MATERIAL:
--------------------------------------------------

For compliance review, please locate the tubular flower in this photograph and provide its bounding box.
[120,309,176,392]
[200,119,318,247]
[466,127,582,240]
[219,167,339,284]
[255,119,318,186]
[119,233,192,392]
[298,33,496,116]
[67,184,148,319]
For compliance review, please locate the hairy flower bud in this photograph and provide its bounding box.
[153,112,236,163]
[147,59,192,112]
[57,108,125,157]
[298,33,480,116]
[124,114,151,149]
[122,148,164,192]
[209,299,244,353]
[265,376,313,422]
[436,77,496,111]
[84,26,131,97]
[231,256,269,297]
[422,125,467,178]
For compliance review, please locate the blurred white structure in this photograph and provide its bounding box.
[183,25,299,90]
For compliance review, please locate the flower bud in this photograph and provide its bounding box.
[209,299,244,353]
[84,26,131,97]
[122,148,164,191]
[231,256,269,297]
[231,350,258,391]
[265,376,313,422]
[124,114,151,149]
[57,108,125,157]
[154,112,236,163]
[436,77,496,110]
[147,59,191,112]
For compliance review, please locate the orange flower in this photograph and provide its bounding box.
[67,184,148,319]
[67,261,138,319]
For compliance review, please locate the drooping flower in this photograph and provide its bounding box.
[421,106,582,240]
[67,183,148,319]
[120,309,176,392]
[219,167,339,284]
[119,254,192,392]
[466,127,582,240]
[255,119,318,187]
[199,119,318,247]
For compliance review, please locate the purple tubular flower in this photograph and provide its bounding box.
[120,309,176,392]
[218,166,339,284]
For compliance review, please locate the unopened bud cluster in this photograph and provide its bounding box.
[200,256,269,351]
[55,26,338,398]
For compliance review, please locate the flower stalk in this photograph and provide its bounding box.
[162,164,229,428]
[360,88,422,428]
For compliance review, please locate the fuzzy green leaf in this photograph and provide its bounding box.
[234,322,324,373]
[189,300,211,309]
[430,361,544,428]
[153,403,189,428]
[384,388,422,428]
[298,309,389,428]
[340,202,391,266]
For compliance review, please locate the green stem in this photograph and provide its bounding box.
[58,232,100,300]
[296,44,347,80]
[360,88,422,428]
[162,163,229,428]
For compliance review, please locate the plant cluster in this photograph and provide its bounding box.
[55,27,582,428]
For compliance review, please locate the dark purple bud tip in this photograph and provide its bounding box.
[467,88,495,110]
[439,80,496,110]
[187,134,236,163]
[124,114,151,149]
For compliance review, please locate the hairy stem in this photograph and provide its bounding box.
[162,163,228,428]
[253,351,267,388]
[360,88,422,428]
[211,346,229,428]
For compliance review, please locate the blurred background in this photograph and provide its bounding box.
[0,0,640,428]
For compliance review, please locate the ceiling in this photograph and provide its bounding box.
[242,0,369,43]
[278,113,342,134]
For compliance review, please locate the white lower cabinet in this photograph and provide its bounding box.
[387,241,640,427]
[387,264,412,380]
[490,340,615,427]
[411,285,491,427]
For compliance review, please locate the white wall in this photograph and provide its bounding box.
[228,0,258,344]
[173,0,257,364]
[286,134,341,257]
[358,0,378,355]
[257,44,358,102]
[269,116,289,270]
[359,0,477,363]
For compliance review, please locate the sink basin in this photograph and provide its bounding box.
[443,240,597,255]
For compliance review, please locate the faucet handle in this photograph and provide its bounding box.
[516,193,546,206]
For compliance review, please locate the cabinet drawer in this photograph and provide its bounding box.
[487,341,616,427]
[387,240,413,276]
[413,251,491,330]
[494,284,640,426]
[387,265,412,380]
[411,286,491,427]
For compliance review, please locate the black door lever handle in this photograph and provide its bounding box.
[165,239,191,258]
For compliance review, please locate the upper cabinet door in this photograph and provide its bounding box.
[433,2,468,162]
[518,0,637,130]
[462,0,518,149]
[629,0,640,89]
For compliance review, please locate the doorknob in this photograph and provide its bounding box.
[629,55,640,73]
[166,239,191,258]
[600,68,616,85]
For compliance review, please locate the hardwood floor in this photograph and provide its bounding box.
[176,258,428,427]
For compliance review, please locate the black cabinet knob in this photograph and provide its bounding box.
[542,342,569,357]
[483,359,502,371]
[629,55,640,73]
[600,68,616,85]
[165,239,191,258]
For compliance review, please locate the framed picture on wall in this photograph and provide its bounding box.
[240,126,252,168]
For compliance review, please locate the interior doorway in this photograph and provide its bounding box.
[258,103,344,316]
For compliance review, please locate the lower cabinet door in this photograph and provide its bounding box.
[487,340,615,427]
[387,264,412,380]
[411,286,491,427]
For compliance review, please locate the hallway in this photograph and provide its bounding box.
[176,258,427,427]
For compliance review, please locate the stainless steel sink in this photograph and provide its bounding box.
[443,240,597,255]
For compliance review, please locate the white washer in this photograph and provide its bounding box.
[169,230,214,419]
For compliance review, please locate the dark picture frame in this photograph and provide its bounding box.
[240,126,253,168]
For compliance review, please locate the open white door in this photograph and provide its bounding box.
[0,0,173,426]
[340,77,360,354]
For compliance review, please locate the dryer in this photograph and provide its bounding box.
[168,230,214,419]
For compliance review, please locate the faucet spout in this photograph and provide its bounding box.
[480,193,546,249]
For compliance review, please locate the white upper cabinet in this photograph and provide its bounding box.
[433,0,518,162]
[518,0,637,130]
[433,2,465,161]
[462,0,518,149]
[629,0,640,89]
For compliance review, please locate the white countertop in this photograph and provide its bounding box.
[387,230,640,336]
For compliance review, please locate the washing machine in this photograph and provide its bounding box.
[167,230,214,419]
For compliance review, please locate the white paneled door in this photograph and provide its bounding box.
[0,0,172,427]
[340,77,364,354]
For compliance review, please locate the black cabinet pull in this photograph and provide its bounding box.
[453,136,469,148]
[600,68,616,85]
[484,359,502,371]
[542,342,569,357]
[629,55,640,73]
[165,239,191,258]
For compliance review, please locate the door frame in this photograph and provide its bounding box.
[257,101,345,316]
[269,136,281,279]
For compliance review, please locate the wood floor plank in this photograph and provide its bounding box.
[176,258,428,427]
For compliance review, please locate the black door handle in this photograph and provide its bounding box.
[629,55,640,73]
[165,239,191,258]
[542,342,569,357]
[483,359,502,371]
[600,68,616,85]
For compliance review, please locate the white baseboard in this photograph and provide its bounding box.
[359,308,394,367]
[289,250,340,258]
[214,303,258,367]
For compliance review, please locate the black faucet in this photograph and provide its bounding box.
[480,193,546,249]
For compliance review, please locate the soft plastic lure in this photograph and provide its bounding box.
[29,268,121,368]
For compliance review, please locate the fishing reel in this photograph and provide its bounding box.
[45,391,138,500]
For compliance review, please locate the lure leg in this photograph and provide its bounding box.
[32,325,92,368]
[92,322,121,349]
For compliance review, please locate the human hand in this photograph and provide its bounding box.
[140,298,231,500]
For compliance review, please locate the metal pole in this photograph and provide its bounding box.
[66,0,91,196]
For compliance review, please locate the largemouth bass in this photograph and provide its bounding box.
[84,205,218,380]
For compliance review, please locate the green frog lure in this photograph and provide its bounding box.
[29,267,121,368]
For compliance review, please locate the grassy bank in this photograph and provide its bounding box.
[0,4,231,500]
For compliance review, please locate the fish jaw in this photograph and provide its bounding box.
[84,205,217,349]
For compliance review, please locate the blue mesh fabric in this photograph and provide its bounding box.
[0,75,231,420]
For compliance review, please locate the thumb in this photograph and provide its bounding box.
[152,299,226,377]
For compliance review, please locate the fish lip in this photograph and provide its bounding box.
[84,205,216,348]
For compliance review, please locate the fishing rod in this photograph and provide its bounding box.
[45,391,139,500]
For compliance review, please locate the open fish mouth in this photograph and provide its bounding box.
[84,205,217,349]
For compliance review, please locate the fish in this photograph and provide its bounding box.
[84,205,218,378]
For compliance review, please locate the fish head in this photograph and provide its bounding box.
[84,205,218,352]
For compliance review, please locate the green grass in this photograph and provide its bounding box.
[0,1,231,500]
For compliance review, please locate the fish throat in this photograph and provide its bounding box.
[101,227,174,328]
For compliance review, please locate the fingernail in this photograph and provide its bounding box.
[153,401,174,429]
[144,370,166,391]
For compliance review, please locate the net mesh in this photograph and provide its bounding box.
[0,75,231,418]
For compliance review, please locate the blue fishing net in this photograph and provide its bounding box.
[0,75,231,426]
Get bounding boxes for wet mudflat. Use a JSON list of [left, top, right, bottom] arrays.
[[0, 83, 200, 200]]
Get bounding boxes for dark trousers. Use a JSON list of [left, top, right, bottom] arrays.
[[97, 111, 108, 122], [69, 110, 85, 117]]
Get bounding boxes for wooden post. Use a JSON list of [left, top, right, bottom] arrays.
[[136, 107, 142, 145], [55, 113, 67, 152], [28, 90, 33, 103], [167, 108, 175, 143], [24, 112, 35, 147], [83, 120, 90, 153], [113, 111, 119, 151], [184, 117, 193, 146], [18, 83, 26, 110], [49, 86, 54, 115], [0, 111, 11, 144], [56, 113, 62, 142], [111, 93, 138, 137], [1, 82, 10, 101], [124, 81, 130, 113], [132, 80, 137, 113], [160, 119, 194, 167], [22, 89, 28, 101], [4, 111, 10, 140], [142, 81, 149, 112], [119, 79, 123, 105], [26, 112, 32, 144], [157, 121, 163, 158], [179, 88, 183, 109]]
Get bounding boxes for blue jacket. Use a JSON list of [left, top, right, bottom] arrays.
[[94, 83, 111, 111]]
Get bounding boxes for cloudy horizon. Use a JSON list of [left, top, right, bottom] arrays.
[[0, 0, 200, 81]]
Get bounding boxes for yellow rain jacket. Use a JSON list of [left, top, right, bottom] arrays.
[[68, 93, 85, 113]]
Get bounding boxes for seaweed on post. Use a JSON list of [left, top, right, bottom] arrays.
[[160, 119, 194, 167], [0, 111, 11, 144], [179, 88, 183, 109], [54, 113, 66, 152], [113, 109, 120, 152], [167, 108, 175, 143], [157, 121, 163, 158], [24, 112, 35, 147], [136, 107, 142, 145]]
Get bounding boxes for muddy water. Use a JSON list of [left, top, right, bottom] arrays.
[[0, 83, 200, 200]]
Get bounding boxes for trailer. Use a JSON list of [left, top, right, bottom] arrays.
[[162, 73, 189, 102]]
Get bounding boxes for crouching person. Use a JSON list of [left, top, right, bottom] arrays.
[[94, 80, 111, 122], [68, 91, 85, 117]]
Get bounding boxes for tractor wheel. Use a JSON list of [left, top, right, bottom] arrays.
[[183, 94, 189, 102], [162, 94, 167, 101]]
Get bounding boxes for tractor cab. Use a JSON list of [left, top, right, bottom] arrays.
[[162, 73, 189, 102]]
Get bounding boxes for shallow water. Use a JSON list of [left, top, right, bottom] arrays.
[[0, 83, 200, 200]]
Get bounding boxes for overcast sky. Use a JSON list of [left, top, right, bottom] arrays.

--------------------------------------------------

AIM: Retype the entries above verbatim, starting at the line that contains "For compliance review, please locate the fish head" and stopping after the line that contains "[0,1,231,500]".

RESPONSE TO THIS TASK:
For compliance review, please locate the fish head in this photograph and provide its bounding box.
[84,205,218,352]
For compliance review, please locate the green grass in this photograph and provide its bounding box.
[0,1,231,500]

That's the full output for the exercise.